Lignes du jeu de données
☆ ☆ ☆ ☆ ☆ ☆ ☆
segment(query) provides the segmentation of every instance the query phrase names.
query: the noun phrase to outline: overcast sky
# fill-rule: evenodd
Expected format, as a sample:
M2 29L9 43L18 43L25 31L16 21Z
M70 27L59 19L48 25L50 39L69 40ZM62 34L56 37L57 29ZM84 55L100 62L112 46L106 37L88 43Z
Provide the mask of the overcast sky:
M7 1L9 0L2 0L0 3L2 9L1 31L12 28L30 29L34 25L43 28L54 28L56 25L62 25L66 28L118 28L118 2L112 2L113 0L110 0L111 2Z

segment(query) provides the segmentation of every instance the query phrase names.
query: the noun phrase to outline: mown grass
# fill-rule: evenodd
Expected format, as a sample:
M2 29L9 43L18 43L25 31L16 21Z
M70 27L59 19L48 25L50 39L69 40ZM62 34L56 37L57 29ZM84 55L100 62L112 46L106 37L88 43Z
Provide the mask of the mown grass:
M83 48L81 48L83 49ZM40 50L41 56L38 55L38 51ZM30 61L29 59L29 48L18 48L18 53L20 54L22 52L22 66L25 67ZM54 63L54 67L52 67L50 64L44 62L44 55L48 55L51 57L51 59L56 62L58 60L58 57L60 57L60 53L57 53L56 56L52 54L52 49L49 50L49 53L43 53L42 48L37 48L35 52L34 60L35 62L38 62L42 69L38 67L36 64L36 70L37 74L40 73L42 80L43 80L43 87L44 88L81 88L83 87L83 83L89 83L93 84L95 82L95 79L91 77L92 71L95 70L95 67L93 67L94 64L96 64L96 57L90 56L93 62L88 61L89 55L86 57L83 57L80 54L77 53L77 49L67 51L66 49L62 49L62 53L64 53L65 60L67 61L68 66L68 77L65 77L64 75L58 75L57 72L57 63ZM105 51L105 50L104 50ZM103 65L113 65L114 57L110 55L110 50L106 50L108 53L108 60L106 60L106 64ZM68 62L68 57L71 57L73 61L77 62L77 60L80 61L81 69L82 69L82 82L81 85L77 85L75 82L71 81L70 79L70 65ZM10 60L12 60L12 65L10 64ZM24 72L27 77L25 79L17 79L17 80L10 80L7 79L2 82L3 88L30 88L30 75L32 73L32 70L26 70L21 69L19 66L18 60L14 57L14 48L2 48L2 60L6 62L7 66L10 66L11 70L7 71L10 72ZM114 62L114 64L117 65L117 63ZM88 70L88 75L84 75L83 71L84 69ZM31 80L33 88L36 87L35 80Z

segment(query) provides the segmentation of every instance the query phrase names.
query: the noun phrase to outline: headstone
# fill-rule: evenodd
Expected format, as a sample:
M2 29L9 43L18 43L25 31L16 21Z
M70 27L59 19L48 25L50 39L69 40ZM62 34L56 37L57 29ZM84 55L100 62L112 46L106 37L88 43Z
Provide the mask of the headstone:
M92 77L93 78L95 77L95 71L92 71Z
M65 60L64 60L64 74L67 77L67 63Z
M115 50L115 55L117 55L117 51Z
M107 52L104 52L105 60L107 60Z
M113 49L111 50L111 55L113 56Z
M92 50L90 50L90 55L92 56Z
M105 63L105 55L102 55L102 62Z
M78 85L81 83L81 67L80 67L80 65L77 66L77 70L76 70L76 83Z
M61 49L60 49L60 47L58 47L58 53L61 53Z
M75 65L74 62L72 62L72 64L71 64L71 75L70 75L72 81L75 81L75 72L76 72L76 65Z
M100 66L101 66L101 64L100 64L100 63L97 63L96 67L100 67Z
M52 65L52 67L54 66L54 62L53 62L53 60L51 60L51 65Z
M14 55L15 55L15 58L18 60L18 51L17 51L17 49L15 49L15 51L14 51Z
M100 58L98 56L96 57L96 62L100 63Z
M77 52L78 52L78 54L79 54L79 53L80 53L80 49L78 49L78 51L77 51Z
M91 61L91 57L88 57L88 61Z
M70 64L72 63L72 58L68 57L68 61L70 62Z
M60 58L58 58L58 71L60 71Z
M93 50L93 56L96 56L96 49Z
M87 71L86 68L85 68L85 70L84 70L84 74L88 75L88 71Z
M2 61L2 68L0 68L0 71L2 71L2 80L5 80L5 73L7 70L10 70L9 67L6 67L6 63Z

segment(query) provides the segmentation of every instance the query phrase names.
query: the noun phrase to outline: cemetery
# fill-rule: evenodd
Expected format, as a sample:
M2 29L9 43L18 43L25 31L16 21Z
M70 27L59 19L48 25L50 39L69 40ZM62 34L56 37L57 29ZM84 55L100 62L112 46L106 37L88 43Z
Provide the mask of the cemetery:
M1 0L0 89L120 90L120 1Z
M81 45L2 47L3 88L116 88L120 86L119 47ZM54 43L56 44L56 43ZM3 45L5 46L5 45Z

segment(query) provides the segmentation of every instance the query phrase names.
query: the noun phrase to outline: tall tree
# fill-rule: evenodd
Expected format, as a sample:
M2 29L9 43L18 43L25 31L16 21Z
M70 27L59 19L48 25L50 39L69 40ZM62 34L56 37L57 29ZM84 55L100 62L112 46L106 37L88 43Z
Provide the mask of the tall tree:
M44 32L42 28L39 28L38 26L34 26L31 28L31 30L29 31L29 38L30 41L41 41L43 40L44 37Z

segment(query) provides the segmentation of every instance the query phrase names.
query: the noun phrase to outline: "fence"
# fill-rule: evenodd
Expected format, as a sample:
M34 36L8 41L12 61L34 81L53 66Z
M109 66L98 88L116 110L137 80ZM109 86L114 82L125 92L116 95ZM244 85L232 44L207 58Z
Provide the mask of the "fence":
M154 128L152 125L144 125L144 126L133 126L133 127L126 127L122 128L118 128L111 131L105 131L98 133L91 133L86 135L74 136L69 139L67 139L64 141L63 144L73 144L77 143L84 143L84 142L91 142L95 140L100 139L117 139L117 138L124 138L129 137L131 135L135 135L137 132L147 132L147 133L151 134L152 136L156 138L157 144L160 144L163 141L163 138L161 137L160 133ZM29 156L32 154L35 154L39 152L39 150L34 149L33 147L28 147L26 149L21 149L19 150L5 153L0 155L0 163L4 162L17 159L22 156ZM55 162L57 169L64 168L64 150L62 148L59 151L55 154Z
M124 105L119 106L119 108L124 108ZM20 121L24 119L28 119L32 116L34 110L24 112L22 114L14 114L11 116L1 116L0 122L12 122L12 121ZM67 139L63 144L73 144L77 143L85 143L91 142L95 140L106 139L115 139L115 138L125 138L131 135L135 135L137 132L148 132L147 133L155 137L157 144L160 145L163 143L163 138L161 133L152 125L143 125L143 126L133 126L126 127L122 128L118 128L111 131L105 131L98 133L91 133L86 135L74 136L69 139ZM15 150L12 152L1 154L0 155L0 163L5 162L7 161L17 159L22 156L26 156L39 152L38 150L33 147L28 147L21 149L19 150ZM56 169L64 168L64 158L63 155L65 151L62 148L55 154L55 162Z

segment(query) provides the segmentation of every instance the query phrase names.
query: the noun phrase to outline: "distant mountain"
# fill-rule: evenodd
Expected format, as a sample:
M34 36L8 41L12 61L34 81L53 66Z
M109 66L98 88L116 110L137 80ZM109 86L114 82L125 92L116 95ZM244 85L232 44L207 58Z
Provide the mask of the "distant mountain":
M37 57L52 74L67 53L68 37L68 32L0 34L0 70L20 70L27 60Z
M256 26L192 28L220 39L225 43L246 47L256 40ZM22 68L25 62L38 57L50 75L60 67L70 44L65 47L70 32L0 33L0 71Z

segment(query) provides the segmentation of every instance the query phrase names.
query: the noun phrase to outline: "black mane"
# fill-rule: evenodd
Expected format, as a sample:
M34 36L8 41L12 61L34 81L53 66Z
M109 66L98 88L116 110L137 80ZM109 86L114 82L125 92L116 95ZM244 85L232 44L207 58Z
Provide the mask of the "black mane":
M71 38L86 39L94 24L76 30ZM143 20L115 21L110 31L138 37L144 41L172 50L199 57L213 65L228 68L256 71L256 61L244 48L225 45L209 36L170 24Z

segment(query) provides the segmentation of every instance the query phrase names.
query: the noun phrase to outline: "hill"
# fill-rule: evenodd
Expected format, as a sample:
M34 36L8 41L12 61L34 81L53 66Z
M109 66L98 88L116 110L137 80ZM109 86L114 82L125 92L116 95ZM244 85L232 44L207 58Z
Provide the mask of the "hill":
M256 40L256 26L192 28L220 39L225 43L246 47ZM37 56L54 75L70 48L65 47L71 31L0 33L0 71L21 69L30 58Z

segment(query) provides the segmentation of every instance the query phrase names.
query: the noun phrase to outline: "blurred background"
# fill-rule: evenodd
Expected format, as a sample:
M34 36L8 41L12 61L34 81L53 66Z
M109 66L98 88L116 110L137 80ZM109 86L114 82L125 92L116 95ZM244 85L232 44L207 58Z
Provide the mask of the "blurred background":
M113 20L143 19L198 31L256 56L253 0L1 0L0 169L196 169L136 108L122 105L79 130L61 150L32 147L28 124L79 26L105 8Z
☆ ☆ ☆ ☆ ☆ ☆ ☆
:: L'EXERCICE ::
Recopiez les données depuis leur début jusqu'à la ligne contenant « M7 1L9 0L2 0L0 », incluse, en remplaçant « overcast sky » par « clear sky » sans rien modifier d'autre.

:: RÉPONSE À L'EXERCICE ::
segment(query) provides the segmentation of every instance the query phrase names.
query: the noun phrase to outline: clear sky
# fill-rule: evenodd
Expected format, as a sample:
M2 29L9 43L18 43L25 31L16 21Z
M70 27L59 19L48 25L50 39L69 40ZM62 34L56 37L57 29ZM84 55L100 62L112 46L106 37L88 43Z
Provide the mask of the clear sky:
M7 1L9 0L2 0L0 3L2 9L1 31L12 28L30 29L34 25L43 28L54 28L56 25L62 25L66 28L118 28L118 2L112 2L113 0L110 0L111 2Z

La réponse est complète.